>> begin

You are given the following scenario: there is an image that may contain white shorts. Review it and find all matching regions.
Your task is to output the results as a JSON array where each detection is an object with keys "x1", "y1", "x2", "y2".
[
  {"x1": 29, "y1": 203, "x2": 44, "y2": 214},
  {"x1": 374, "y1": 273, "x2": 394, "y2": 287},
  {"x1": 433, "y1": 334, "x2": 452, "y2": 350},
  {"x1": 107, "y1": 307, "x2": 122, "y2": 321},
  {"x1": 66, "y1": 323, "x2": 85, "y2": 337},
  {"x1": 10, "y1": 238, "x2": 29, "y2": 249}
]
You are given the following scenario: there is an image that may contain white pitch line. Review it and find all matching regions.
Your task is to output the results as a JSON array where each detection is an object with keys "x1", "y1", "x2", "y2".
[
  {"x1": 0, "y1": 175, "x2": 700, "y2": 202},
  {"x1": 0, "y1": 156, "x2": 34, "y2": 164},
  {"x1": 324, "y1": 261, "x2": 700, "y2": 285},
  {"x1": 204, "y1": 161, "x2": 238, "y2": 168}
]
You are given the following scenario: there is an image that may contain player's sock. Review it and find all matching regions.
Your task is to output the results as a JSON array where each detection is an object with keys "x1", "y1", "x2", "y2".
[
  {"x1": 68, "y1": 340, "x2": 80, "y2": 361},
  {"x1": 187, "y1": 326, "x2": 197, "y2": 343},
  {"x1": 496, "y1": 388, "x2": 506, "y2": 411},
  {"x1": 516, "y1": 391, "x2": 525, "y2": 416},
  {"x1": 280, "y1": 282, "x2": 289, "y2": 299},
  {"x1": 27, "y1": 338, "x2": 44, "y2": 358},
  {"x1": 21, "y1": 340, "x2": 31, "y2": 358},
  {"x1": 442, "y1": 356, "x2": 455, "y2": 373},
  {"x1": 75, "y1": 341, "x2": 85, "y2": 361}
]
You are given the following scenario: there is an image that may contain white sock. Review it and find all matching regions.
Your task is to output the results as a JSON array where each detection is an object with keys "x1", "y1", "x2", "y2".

>> end

Objective
Copy out all of the records above, word for word and line for line.

Solution for this problem
You are given the following scenario: there is an image that may contain white shorts. Review it and find all matching regions.
Your task is to output the results as a JSON array where each detection is an object with keys "x1", "y1", "x2", "y2".
[
  {"x1": 29, "y1": 203, "x2": 44, "y2": 214},
  {"x1": 374, "y1": 273, "x2": 394, "y2": 287},
  {"x1": 433, "y1": 334, "x2": 452, "y2": 350},
  {"x1": 107, "y1": 307, "x2": 122, "y2": 321},
  {"x1": 66, "y1": 323, "x2": 85, "y2": 337},
  {"x1": 10, "y1": 238, "x2": 29, "y2": 249}
]
You are given the following scenario: there is an image that may contain white pitch line. Review it and find all matching regions.
Your task is to output the results as a JSON array where each detection is an object with keys "x1", "y1", "x2", "y2".
[
  {"x1": 0, "y1": 175, "x2": 700, "y2": 202},
  {"x1": 0, "y1": 156, "x2": 34, "y2": 164},
  {"x1": 324, "y1": 261, "x2": 700, "y2": 285},
  {"x1": 204, "y1": 161, "x2": 238, "y2": 168}
]
You are given the following scenario: there is an image that may contain player's sock. Review it and find all matching regions.
Your task is to output the results as a JSON array where each detection is an object with keys "x1", "y1", "x2", "y2".
[
  {"x1": 68, "y1": 340, "x2": 80, "y2": 361},
  {"x1": 187, "y1": 326, "x2": 197, "y2": 343},
  {"x1": 496, "y1": 388, "x2": 506, "y2": 411},
  {"x1": 516, "y1": 391, "x2": 525, "y2": 416},
  {"x1": 280, "y1": 282, "x2": 289, "y2": 299},
  {"x1": 27, "y1": 338, "x2": 44, "y2": 358},
  {"x1": 21, "y1": 340, "x2": 31, "y2": 358},
  {"x1": 442, "y1": 356, "x2": 455, "y2": 373},
  {"x1": 75, "y1": 341, "x2": 85, "y2": 361}
]
You are given the following scenario: there is an image that may contain white sock. Review it and find all matching regions.
Your task is to output the results as a JSON array where each detection is an object with keys "x1", "y1", "x2", "y2".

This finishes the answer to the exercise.